>> start EXCERPT PROVIDED

Although new boiler-based project development has slowed in the past year, it has not stalled completely. Several large-scale projects continue. Although Reliant Energy has had to cancel or delay at least a half-dozen projects – primarily gas-fired turbine projects – because of market and financial conditions, construction never slowed at its Seward plant in western Pennsylvania. The 521 MW (net) waste-coal-fired merchant fluidized bed boiler project, which Reliant is developing with EPC contractors Duke/Fluor Daniel and Alstom Power, is within budget and on-schedule for a May 1, 2004 operational date.
Construction was about 65 percent complete as of mid-January 2003, with all major materials on-site. Somewhat ironically, Seward actually benefited from the industry slowdown, since the anticipated labor shortage associated with power plant construction never materialized, according to Mike Proffit, Reliant Project Engineering Manager.
Reliant Energy is on budget and on schedule for a May 2004 start-up of the 521 MW (net) waste coal-fired fluidized bed boiler at the Seward plant in western Pennsylvania. Photo courtesy of Reliant Energy.
Seward recently passed one of its main project milestones, completing site remediation tasks associated with the 3.5 million tons of waste fuel impounded on-site from previous activities. Mixing one part waste fuel with one part CFB ash from three nearby plants, Reliant remediated much of the 100-acre site with anywhere from 5 feet to 40 feet of material, according to Project Manager Rick Blanchette.
Despite the relatively low power prices around the country for the past year, Seward sits in a prime dispatch position. “The boiler market is not very active right now because of the broader slowdown in demand, but we’ll be the low-cost producer in the PJM market,” said Proffit. Seward will provide two-and-half-times more power than the unit it is replacing, but will emit 74 percent less NOx, 85 percent less SO2, and 90 percent less particulate matter.
The Omaha Public Power District plans to build another coal-fired boiler unit at its Nebraska City Plant south of Omaha. Photo courtesy of Omaha Public Power District.
Peabody Energy is actively courting the merchant power market as well. The Thoroughbred Energy Station, a 1500 MW pulverized coal boiler in western Kentucky, cleared a major regulatory hurdle in November when the Kentucky Natural Resources Council issued an air quality permit to the plant. Considerable opposition to the plant exists, and construction and water withdrawal permits are still pending, but Peabody is optimistic about its future, citing a potential return to supply shortfalls when the economy returns to normal growth rates. Peabody is still seeking partners for the project.
Wisconsin Public Service Corp. (WPSC) has proposed an additional boiler unit at its Weston Plant in central Wisconsin, and awarded a contract in January to Black & Veatch for conceptual and detailed engineering, permitting support, and procurement assistance. “Some of our power plants are getting old and are more difficult to maintain,” said Tom Meinz, senior vice president of WPSC. “That issue, in conjunction with steady growth in electric demand, are the major reasons for this much-needed addition to our system.”

>> end EXCERPT PROVIDED

## CHALLENGES
a. In the power plant excerpt, how complete was construction at the Seward plant as of mid-January 2003?
b. Restate the power plant excerpt from the words that have "Seward recently passed" through the words "less particulate matter.", substituting "coal refuse" for "waste fuel".

>> start SOURCE DATA

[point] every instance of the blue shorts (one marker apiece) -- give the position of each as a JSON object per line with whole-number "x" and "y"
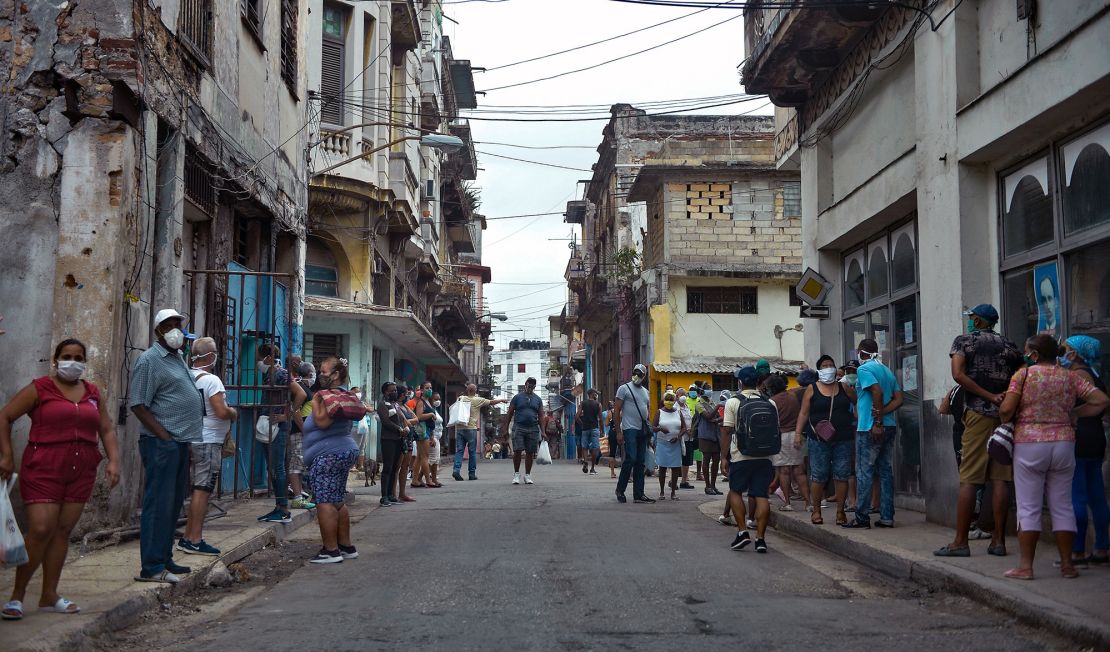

>> end SOURCE DATA

## ANSWERS
a. About 65 percent complete.

b.
Seward recently passed one of its main project milestones, completing site remediation tasks associated with the 3.5 million tons of coal refuse impounded on-site from previous activities. Mixing one part coal refuse with one part CFB ash from three nearby plants, Reliant remediated much of the 100-acre site with anywhere from 5 feet to 40 feet of material, according to Project Manager Rick Blanchette.
Despite the relatively low power prices around the country for the past year, Seward sits in a prime dispatch position. “The boiler market is not very active right now because of the broader slowdown in demand, but we’ll be the low-cost producer in the PJM market,” said Proffit. Seward will provide two-and-half-times more power than the unit it is replacing, but will emit 74 percent less NOx, 85 percent less SO2, and 90 percent less particulate matter.